▸ SET EXERCISE:
Collect every line below that contains the string "Please", and copy each one in full.

Shape labeling records:
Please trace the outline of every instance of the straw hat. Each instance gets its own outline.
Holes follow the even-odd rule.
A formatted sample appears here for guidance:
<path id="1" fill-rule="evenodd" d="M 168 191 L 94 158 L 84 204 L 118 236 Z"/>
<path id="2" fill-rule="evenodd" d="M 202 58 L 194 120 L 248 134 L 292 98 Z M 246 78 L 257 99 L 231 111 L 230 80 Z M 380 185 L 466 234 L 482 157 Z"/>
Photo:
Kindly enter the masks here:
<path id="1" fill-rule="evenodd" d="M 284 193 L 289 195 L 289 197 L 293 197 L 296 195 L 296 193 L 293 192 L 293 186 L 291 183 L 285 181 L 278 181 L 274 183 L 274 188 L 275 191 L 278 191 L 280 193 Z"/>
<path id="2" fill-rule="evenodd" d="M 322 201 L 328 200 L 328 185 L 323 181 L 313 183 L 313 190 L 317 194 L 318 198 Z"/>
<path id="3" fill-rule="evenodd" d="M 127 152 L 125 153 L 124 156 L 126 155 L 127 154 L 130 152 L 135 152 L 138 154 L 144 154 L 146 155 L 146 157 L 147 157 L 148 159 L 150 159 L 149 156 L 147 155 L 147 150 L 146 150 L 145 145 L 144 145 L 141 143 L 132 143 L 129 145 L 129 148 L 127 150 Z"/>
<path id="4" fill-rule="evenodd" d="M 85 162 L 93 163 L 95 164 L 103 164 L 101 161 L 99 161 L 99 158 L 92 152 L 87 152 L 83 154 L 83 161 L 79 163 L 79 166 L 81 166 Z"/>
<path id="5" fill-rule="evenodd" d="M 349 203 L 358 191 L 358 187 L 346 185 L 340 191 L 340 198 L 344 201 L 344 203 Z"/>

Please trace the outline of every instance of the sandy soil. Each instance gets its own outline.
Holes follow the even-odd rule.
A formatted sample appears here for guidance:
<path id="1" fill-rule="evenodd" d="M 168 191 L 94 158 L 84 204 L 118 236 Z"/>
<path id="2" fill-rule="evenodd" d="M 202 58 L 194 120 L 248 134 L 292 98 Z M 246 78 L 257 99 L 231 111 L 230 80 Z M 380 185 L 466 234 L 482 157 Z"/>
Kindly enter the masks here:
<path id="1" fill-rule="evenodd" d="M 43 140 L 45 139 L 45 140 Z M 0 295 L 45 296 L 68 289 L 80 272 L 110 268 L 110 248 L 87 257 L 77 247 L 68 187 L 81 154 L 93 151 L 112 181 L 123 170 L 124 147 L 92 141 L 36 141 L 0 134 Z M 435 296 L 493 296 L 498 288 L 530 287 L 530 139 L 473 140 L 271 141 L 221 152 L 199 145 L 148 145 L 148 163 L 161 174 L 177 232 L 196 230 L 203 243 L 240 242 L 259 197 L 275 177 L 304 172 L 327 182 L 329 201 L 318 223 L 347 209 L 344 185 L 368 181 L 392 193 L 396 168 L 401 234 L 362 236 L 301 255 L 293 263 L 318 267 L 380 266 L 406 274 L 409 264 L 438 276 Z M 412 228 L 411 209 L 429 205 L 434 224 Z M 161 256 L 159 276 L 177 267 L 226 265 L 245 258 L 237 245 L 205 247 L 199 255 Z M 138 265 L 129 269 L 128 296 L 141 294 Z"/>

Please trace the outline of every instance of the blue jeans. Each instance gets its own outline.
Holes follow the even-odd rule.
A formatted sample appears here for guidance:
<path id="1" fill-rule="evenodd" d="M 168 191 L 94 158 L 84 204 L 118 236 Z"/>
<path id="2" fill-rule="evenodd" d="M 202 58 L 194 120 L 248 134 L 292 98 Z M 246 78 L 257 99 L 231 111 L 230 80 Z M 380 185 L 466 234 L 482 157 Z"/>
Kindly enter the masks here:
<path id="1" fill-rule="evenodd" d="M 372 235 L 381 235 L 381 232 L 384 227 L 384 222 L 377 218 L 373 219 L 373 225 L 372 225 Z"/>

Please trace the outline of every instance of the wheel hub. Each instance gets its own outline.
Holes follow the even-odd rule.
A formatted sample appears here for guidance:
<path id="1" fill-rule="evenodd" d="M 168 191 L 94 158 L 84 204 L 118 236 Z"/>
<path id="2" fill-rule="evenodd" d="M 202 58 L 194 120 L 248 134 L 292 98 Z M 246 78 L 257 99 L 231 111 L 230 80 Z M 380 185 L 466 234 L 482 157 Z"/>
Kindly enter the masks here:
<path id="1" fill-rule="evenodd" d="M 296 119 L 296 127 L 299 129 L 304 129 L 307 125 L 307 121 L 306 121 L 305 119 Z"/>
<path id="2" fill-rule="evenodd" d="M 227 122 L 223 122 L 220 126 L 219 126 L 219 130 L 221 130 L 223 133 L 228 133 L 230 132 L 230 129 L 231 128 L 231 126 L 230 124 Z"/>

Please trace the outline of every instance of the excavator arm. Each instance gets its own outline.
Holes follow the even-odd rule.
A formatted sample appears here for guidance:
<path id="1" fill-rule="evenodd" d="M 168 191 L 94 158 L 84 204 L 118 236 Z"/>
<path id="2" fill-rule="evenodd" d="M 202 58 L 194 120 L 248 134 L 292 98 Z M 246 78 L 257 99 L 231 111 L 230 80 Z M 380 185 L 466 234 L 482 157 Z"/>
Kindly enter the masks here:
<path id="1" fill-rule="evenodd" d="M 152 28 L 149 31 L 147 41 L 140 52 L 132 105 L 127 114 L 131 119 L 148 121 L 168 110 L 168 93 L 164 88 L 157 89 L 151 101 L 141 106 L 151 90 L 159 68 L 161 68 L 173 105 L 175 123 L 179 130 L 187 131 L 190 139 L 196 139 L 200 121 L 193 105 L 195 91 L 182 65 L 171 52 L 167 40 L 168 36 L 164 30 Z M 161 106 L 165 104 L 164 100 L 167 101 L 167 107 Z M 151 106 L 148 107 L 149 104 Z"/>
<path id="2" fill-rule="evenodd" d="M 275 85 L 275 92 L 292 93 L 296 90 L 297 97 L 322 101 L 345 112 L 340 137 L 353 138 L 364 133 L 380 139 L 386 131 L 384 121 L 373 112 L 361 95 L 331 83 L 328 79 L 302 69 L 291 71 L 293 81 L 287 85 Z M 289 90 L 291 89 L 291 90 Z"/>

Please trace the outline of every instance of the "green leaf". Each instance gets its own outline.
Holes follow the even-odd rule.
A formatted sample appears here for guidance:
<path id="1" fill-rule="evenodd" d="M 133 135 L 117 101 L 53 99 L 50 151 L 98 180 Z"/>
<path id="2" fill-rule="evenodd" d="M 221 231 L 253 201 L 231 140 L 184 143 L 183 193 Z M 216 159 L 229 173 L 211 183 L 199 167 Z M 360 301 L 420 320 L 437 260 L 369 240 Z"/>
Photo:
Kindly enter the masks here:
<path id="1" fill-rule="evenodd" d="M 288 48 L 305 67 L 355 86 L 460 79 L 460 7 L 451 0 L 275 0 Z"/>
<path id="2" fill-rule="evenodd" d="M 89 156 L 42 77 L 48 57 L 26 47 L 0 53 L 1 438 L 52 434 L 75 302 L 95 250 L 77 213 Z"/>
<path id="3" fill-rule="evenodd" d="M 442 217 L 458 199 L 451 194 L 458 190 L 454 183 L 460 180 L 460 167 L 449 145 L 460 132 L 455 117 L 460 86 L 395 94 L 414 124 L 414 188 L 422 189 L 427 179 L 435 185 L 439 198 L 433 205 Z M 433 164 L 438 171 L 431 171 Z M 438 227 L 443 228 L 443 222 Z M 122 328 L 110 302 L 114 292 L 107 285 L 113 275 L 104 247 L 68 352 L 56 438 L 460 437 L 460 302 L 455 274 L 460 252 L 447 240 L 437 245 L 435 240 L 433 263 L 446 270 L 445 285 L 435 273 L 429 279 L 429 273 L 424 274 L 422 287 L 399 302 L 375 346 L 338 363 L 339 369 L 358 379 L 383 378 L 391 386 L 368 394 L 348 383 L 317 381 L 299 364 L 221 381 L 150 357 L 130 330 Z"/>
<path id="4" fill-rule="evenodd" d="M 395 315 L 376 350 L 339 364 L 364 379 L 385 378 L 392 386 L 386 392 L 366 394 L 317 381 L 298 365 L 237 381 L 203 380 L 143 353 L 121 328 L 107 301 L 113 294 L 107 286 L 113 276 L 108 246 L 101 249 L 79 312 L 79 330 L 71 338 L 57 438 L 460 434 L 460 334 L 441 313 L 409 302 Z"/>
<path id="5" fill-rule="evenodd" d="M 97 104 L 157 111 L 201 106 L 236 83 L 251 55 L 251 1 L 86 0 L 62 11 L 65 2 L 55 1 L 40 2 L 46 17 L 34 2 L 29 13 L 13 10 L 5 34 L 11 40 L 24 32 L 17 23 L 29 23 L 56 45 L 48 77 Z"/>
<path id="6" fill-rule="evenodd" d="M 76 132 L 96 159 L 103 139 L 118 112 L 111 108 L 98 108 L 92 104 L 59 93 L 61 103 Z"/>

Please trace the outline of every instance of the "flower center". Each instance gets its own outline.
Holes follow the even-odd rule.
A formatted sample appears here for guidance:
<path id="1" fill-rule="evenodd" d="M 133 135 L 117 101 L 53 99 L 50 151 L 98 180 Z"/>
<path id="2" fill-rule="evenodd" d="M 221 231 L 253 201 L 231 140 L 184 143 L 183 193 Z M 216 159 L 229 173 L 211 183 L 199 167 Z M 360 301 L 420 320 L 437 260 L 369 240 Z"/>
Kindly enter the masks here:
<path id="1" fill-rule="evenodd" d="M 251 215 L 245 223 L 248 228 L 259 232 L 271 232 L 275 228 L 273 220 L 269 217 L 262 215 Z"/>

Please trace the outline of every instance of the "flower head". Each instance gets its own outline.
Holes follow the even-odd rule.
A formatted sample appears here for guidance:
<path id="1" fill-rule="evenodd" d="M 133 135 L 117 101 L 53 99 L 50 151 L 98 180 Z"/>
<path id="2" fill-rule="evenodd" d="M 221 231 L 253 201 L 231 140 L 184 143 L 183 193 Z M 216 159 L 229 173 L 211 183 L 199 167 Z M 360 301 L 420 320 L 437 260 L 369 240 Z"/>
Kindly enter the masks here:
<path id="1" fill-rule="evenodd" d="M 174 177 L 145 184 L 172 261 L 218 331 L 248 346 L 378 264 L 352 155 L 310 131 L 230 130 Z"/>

▸ THE ANSWER:
Please trace the outline of every instance of the straw hat. Each instance gets its own outline.
Please trace the outline of every instance of the sandy soil. Each instance gets its own outline.
Please trace the outline of every instance of the blue jeans. Each instance gets its own outline.
Please trace the outline of every instance of the wheel hub. Each instance gets its own outline.
Please trace the outline of every instance of the excavator arm. Each instance gets its own outline.
Please trace the outline of every instance of the "green leaf". Each instance gets its own outline.
Please trace the outline of every instance of the "flower center". Each instance gets its own outline.
Please trace the outline of every instance of the "flower head". Each instance gets its own outline.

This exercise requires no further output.